Image point grounding data:
════════

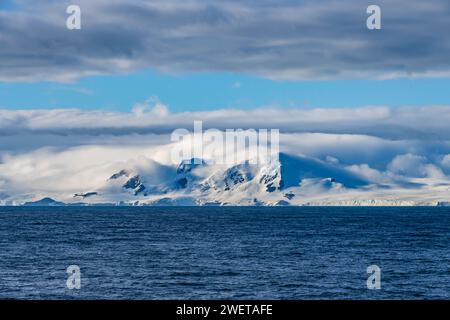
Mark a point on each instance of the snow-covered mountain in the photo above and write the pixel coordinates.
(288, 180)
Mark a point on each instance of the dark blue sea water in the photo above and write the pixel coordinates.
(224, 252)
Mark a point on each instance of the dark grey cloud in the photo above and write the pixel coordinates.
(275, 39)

════════

The answer should hold exactly the lines running from the one with "Mark a point on each instance of the dark grey" to the final line of the data, both ends counted.

Mark a point on each instance of the dark grey cloud in the photo above and write the pixel coordinates.
(275, 39)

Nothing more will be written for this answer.